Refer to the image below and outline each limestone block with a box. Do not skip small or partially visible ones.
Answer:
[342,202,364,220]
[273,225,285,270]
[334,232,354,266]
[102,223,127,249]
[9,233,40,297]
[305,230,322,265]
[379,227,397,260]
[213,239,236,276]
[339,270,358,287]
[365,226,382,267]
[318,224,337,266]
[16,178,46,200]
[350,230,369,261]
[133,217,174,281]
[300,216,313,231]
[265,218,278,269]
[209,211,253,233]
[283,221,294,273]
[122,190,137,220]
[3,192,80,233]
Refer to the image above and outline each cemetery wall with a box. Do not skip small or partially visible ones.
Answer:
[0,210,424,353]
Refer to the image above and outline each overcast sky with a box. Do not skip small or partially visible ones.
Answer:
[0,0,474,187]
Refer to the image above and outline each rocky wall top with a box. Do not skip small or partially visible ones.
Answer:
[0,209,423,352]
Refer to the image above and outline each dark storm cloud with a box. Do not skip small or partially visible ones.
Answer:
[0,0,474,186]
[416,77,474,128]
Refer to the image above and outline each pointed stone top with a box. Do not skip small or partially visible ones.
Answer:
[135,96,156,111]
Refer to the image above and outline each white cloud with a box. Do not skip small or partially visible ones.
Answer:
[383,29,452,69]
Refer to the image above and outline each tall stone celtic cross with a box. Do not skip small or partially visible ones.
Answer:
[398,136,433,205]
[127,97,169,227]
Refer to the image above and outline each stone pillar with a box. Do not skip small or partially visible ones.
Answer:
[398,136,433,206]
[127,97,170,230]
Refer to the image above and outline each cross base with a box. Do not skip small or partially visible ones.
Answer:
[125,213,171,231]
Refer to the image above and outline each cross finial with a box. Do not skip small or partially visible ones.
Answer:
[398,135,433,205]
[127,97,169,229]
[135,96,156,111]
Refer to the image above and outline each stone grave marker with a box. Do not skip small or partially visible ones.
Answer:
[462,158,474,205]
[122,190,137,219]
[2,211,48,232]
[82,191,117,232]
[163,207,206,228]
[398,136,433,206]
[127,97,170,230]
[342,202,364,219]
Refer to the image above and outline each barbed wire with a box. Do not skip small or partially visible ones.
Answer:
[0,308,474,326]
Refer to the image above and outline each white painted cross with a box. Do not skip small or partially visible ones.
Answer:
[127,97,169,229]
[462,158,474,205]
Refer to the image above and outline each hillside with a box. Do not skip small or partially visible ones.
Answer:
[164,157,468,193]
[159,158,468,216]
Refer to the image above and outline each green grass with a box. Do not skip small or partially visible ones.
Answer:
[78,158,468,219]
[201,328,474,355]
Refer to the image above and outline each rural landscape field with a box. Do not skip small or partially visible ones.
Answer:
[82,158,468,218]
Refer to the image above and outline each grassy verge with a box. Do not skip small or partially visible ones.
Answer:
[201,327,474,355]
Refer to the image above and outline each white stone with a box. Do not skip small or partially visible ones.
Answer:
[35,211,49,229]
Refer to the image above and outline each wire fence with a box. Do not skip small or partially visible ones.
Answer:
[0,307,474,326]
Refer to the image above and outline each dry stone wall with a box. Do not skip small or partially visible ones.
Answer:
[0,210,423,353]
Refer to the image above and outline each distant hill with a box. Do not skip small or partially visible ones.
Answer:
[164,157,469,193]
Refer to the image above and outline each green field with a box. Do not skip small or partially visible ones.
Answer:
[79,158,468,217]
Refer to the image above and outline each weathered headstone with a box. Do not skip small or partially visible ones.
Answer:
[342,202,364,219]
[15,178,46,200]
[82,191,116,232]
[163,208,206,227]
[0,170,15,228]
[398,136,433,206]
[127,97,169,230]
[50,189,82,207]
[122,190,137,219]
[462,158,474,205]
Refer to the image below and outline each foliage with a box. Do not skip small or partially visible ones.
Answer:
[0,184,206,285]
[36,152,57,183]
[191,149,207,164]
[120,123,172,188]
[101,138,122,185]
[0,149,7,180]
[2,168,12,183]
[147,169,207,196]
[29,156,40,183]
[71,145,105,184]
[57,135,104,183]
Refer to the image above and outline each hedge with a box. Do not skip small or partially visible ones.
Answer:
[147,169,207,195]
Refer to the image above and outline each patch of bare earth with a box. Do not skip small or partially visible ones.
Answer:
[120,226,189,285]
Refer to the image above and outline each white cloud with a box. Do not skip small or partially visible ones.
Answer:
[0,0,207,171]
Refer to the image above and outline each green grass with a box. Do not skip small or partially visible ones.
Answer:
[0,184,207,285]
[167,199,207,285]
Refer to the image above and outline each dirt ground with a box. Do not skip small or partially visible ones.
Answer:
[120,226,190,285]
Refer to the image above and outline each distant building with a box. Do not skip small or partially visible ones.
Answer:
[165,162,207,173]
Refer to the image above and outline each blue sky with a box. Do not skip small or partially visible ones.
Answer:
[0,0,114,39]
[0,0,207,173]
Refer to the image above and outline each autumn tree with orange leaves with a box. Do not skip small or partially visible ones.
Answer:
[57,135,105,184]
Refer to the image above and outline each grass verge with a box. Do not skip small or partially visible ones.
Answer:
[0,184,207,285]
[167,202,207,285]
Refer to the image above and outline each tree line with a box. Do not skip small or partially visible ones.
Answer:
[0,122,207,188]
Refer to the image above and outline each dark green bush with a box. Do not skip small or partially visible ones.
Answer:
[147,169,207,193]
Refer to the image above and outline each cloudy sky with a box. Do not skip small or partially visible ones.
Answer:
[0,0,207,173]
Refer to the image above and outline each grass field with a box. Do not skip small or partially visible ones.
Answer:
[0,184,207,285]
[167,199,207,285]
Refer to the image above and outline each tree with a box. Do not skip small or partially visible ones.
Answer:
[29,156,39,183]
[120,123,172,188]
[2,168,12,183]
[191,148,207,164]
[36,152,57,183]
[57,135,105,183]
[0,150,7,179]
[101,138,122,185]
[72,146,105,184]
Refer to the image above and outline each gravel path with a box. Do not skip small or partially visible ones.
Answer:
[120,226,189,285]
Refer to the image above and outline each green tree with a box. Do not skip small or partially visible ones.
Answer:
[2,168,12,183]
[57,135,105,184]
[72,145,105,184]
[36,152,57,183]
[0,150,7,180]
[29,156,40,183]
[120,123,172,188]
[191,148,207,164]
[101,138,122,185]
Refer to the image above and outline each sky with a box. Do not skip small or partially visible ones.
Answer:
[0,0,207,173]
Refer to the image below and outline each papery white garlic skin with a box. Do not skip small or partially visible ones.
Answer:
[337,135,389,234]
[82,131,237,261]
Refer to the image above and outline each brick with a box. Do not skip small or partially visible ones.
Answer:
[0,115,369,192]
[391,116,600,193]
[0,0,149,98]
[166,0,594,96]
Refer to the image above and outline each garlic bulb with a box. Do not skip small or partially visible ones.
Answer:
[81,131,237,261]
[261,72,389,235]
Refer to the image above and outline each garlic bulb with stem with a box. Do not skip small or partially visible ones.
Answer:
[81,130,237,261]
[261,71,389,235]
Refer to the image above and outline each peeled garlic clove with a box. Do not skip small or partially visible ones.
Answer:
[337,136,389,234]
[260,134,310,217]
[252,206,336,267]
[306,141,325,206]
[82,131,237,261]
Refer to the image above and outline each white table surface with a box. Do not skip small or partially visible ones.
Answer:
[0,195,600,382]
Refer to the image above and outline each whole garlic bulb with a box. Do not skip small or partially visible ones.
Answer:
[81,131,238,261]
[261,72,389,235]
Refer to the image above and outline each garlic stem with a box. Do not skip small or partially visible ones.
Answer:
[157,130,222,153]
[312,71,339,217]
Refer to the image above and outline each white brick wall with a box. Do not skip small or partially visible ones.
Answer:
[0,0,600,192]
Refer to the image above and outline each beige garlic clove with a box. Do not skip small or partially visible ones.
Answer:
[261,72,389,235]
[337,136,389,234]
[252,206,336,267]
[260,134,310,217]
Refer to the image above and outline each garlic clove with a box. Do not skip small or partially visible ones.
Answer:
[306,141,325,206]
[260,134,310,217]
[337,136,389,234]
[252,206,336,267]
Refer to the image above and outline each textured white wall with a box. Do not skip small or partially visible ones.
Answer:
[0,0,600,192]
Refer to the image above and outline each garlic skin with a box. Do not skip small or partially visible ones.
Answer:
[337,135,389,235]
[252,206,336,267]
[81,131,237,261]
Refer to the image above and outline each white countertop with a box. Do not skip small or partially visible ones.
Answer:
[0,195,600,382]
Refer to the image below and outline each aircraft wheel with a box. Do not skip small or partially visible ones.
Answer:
__________________________________________________
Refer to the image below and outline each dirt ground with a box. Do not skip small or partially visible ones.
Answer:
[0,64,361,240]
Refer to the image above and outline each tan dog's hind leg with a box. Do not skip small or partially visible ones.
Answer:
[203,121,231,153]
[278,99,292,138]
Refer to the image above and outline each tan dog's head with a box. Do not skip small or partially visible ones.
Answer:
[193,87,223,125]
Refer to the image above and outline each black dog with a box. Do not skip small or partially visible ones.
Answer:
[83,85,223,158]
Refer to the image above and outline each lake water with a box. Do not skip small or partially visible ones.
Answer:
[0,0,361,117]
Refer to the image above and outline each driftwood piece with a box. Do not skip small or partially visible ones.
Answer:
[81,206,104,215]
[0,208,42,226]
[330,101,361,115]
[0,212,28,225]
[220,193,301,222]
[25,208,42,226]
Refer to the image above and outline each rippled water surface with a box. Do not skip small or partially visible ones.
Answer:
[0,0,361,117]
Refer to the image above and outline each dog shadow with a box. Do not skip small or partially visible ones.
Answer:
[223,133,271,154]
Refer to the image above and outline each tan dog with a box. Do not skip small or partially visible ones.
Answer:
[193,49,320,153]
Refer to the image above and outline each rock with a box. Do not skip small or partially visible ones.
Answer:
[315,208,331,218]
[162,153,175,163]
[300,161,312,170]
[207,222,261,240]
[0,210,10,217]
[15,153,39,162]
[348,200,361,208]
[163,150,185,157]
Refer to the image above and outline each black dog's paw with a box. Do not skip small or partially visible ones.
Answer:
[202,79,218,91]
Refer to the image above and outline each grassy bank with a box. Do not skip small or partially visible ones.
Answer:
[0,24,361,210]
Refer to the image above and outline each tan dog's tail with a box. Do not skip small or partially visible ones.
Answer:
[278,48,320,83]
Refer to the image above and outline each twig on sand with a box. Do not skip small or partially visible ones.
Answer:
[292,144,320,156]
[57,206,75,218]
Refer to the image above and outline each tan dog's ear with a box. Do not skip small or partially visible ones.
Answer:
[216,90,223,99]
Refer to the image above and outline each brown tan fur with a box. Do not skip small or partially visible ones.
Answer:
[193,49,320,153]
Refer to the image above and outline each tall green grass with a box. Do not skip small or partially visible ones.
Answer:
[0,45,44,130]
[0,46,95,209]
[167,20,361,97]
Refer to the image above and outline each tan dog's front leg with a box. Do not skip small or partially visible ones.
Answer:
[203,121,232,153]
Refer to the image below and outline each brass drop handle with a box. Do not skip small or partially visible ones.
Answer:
__________________________________________________
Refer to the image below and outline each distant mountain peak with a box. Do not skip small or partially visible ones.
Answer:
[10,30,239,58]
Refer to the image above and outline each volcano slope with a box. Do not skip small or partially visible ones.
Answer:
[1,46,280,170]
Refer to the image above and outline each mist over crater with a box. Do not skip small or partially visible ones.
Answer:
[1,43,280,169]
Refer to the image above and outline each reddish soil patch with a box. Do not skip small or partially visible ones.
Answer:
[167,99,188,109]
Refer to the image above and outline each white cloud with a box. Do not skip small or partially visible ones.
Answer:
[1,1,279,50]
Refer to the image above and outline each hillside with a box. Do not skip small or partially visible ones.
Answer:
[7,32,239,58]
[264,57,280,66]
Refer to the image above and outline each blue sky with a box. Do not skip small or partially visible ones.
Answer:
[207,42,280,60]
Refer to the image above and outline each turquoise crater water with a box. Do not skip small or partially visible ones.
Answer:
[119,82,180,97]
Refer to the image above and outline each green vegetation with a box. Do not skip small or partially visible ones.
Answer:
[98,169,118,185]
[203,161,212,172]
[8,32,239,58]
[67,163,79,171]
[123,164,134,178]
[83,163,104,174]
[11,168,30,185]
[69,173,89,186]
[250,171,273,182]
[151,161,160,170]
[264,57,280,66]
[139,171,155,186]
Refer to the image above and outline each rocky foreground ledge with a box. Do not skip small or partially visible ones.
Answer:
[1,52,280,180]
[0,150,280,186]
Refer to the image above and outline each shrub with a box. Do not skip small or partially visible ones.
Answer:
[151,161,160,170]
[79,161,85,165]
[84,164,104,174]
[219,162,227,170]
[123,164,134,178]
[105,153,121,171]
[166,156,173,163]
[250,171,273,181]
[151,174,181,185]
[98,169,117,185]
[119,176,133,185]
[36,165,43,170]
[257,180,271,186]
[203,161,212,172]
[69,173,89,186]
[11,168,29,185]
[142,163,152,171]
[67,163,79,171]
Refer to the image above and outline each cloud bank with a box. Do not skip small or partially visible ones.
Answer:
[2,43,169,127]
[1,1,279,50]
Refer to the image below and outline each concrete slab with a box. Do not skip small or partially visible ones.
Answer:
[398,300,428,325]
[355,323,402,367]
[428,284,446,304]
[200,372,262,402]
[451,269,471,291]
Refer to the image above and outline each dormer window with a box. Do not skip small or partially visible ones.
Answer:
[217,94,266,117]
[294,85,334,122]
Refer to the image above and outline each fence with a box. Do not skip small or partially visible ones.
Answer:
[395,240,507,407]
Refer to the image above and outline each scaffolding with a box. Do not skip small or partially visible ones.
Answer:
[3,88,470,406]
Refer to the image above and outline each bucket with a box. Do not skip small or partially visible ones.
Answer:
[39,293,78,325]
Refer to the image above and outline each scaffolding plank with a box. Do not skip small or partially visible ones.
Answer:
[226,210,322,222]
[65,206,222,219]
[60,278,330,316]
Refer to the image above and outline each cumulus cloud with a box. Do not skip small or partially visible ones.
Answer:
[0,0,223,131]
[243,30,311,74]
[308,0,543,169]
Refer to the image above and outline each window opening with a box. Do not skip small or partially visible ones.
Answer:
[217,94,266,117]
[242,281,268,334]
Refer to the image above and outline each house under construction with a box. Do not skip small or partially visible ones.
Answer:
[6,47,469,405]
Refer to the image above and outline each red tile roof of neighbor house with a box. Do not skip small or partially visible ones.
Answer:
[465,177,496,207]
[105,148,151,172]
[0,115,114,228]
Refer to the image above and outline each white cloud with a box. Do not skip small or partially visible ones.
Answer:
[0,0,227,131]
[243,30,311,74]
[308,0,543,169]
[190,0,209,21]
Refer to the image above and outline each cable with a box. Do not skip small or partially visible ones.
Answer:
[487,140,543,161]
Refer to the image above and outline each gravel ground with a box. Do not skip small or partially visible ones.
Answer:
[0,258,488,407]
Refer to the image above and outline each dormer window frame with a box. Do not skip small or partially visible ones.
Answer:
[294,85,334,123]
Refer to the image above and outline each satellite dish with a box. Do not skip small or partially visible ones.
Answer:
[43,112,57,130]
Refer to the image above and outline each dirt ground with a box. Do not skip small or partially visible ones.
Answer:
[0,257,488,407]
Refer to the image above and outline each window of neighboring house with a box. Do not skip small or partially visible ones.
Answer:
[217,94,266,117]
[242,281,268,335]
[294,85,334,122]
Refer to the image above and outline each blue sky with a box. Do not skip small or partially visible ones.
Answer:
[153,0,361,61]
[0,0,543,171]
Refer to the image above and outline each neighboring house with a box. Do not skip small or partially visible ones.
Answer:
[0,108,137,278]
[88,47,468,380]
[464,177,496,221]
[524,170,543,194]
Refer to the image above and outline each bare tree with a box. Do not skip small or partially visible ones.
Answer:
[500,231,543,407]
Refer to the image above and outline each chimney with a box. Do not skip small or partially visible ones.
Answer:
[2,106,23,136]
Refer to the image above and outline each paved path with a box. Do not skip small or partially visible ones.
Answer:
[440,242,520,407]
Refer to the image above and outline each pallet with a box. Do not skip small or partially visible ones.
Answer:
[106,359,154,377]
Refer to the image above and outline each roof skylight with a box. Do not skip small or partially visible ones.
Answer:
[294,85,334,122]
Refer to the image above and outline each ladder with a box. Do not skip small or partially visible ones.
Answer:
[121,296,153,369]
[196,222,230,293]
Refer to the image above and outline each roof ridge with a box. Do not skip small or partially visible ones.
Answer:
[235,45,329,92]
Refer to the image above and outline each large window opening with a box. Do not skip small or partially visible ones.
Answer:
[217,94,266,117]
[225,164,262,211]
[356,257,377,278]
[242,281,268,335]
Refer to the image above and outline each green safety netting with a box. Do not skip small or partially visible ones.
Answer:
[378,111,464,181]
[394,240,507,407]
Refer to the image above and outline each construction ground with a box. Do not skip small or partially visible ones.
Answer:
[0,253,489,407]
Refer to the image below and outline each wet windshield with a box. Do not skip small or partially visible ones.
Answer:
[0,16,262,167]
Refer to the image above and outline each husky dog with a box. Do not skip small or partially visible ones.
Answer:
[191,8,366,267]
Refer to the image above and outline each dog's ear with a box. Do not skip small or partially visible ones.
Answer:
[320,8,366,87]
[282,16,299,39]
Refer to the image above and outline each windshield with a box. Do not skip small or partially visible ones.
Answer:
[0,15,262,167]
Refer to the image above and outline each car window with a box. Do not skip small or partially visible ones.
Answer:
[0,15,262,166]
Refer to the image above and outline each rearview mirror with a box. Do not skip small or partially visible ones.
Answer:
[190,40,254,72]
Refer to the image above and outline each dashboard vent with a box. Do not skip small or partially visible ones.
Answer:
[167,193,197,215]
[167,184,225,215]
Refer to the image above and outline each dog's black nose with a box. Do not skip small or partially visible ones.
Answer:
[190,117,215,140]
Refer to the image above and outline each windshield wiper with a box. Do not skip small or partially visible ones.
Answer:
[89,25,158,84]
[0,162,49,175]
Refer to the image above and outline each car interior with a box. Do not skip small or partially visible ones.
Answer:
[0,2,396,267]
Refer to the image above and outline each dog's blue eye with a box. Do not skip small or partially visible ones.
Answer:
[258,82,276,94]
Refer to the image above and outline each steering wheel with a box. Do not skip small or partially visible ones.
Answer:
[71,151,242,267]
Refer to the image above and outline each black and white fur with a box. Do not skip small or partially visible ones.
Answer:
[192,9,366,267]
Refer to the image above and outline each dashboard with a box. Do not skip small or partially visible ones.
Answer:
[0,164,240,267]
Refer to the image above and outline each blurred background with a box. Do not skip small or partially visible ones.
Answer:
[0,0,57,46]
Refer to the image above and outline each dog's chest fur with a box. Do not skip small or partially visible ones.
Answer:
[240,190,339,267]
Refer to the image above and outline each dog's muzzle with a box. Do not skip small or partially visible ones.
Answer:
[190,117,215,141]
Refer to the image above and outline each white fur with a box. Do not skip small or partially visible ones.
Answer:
__________________________________________________
> _Brief_:
Reproduce the data above from the line containing "Refer to the image below and outline each limestone" through the line containing "[365,226,382,267]", with the requests unchanged and every bounding-box coordinate in the answers multiplied by 1.25 and rounded to a whole number, halves rounding up. Return only those lines.

> _Reply_:
Refer to the image below and outline each limestone block with a box. Do not skip small or partially visible ones.
Answer:
[428,253,455,275]
[341,281,356,338]
[418,290,443,333]
[128,279,159,311]
[11,291,50,371]
[381,288,403,331]
[474,284,496,325]
[266,299,295,345]
[424,338,448,359]
[456,283,478,334]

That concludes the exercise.